Object position labeling data
- - -
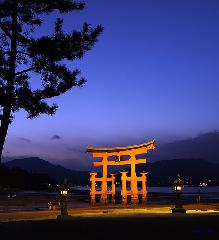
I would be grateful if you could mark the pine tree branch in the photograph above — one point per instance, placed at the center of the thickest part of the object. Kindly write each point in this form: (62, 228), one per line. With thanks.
(25, 71)
(4, 29)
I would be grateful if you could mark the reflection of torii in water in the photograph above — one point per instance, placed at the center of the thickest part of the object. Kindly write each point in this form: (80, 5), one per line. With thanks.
(117, 153)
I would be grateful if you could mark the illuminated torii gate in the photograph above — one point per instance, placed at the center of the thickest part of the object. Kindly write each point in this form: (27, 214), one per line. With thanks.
(117, 153)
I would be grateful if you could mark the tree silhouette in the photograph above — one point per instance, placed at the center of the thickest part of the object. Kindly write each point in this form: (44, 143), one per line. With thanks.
(21, 54)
- - -
Given problem: Render the data above as a JSON list of strings, one string per line with blank lines skipped, and leave out the pictures.

Final result:
[
  "I would be grateful if you could mark the pine tree branch in the photograph above — one point per instance, placed at the center of the thickest part of the object. Kindly write each point in this form: (62, 228), one per line. With thanks.",
  "(25, 71)",
  "(4, 29)",
  "I would be grateful if you could mark the reflection of torii in water in the photograph above — one point per instance, placed at the center of the thickest part of the object. Kindly write each point in this form: (80, 5), one per line. With thanks.",
  "(117, 153)",
  "I would be grateful if you could mark the illuminated torii gate in the photograph above — one point per instance, placed at the center of the thickest part of the object. Kindly write each point in this form: (27, 214), one per line. With thanks.",
  "(117, 153)",
  "I would be grateful if you could mark the tree silhouette in the photograph above — one point per instance, placed at the center of the thickest part of the object. Kindly write each point in this form: (44, 143), one per line. With thanks.",
  "(21, 54)"
]